> _Document text_:
🦆 quackrfss

BRFSS survey data → DuckDB. Clone, run one command, start analyzing.

No manual downloads. No SAS. No hours of prep.

git clone https://github.com/hesscl/quackrfss
cd quackrfss
pip install uv && uv sync
quackrfss                  # builds brfss.duckdb with 1990–2024 data (~10.1M respondents)

Or query instantly — no build required:

import duckdb
con = duckdb.connect()
con.sql("SELECT GENHLTH_lbl, COUNT(*) FROM read_parquet('hf://datasets/hesscl/quackrfss/data/BRFSS_2024.parquet') GROUP BY 1 ORDER BY 2 DESC").show()

✨ What it does

Downloads CDC Behavioral Risk Factor Surveillance System (BRFSS) data, converts it from SAS Transport (XPT) to Parquet, and builds a DuckDB database you can query instantly:

Object	Type	Description
`brfss`	VIEW	All years unified. NULL where a variable was absent in a given year.
`brfss_2024` … `brfss_1990`	VIEW	Per-year views backed directly by Parquet files.
`variable_labels`	TABLE	`(var, year, label, section)` — human name for each variable.
`value_labels`	TABLE	`(var, year, value, label)` — what each numeric code means.

Every categorical variable gets a *_lbl companion column baked into the Parquet (e.g. GENHLTH_lbl = 'Good' alongside GENHLTH = 2). The .duckdb file is tiny (< 10 MB) — it stores only views and metadata; the Parquet files are the source of truth.

🚀 Quickstart

Query without building

All 35 years of Parquet files are published at hesscl/quackrfss on Hugging Face. Query any year directly with DuckDB — no clone, no build, no 2.5 GB download:

import duckdb
con = duckdb.connect()

# Single year
con.sql("SELECT * FROM read_parquet('hf://datasets/hesscl/quackrfss/data/BRFSS_2024.parquet') LIMIT 5").show()

# All years at once
con.sql("SELECT YEAR, COUNT(*) FROM read_parquet('hf://datasets/hesscl/quackrfss/data/BRFSS_*.parquet') GROUP BY 1 ORDER BY 1").show()

Build locally

# Install dependencies (Python 3.11+)
pip install uv
uv sync

# Full build: all years, all stages
quackrfss

# Just one year to try it out
quackrfss --years 2024

# Specific years, already have raw files
quackrfss --years 2022 2023 --skip-download

# Re-run from scratch
quackrfss --force

Then query:

import duckdb
con = duckdb.connect("brfss.duckdb")

# Poor/fair health by state and year
con.sql("""
    SELECT
        _STATE_lbl AS state,
        YEAR,
        ROUND(100.0 * COUNT(*) FILTER (WHERE GENHLTH_lbl IN ('Fair', 'Poor'))
              / COUNT(*), 1) AS pct_fair_poor
    FROM brfss
    WHERE GENHLTH_lbl IS NOT NULL
    GROUP BY 1, 2
    ORDER BY 3 DESC
    LIMIT 20
""").show()

> _Stored records_:

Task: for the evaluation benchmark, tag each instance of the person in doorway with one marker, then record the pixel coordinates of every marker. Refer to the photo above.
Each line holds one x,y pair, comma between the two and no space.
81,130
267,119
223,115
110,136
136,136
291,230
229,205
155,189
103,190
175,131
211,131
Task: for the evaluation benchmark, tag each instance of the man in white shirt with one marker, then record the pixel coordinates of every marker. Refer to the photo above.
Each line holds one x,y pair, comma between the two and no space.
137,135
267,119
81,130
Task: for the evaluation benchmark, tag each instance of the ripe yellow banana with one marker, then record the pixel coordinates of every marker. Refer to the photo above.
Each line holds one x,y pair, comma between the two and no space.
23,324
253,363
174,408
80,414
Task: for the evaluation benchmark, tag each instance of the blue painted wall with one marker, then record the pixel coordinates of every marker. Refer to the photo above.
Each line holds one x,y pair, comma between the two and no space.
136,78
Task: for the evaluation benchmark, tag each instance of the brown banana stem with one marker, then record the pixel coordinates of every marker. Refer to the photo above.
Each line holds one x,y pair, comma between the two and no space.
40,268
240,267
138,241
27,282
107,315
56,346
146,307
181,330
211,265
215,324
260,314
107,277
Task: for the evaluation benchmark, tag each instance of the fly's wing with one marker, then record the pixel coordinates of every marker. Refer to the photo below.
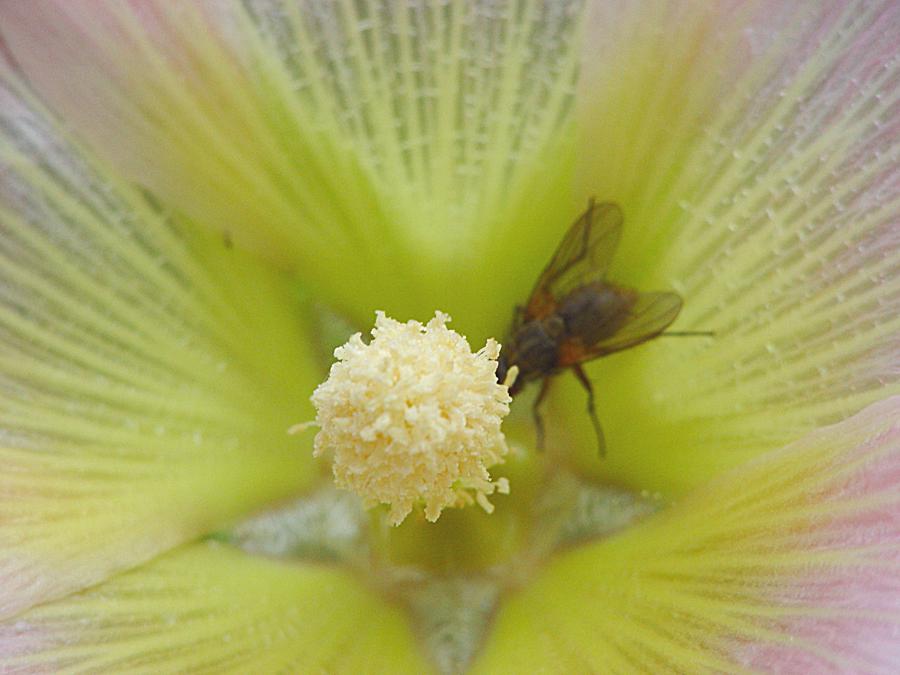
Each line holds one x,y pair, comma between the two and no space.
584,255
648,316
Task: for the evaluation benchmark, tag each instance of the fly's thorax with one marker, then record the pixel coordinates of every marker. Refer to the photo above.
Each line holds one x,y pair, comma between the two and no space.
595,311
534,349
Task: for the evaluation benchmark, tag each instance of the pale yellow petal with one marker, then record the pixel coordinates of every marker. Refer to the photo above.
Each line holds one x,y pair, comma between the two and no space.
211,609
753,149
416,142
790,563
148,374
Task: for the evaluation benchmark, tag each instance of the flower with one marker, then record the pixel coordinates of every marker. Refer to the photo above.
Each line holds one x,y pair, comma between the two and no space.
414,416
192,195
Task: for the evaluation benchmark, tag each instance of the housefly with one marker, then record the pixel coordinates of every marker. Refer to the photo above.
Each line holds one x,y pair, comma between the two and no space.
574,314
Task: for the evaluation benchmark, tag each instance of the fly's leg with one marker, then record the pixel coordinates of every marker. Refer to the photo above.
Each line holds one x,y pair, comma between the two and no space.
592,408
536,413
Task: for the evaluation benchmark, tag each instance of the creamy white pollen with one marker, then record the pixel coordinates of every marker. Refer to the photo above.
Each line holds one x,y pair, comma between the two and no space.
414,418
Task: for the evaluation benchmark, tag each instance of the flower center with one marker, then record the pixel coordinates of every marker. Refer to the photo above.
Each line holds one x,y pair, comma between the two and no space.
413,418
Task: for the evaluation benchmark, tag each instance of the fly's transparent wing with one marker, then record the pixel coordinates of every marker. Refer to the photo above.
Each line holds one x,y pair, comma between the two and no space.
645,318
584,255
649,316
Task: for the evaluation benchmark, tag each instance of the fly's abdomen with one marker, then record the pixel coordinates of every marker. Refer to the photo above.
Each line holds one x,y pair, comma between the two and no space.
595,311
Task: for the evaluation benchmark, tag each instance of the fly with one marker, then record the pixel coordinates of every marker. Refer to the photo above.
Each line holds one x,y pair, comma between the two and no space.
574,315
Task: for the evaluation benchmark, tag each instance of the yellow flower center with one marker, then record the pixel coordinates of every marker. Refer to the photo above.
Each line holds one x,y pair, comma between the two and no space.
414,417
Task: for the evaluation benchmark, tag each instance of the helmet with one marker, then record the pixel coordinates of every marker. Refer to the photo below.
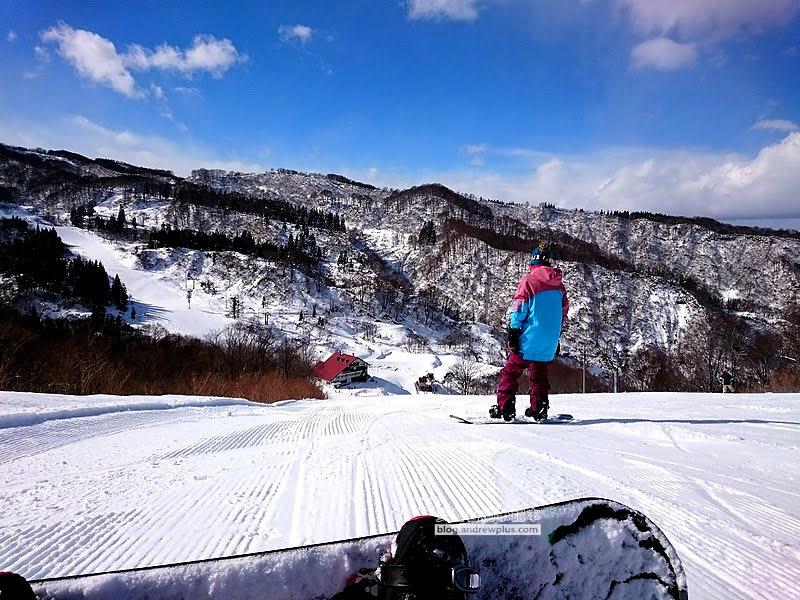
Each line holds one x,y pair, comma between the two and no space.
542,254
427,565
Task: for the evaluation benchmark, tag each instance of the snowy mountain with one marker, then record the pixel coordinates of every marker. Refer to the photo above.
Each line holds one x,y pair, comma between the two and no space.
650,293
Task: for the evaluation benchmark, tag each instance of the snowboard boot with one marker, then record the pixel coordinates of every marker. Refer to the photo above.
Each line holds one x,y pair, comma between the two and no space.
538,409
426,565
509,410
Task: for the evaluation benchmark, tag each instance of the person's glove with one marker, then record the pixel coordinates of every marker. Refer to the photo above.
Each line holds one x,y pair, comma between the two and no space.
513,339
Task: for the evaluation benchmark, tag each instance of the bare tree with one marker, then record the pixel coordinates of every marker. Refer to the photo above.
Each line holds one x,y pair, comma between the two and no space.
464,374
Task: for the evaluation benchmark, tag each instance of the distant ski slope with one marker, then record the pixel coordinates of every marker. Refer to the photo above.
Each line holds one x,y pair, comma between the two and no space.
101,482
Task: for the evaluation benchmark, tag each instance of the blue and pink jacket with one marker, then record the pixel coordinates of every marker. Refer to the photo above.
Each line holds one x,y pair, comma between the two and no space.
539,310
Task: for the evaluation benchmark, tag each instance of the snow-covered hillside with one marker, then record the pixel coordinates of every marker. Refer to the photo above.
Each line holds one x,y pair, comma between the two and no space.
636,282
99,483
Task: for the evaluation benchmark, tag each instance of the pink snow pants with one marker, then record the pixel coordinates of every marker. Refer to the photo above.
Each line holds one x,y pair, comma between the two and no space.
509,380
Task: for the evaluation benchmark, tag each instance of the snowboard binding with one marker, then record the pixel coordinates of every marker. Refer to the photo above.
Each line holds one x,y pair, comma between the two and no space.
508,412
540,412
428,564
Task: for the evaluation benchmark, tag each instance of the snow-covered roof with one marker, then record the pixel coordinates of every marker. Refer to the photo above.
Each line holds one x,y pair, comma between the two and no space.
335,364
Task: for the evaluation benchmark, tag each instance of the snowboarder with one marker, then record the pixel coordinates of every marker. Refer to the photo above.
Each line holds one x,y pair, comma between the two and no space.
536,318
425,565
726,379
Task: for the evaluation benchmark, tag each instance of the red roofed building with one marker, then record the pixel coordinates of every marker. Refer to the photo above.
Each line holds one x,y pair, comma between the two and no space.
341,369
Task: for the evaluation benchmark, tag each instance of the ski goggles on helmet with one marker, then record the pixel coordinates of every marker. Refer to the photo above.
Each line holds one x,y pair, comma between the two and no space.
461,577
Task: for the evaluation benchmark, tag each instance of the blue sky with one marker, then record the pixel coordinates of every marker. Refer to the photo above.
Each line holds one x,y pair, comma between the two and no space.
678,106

> _Task description_:
Quote the quackrfss project page word for word, from "Downloads CDC Behavioral" to "source of truth.". The records have nothing to do with the quackrfss project page.

> _Worked solution_:
Downloads CDC Behavioral Risk Factor Surveillance System (BRFSS) data, converts it from SAS Transport (XPT) to Parquet, and builds a DuckDB database you can query instantly:

Object	Type	Description
`brfss`	VIEW	All years unified. NULL where a variable was absent in a given year.
`brfss_2024` … `brfss_1990`	VIEW	Per-year views backed directly by Parquet files.
`variable_labels`	TABLE	`(var, year, label, section)` — human name for each variable.
`value_labels`	TABLE	`(var, year, value, label)` — what each numeric code means.

Every categorical variable gets a *_lbl companion column baked into the Parquet (e.g. GENHLTH_lbl = 'Good' alongside GENHLTH = 2). The .duckdb file is tiny (< 10 MB) — it stores only views and metadata; the Parquet files are the source of truth.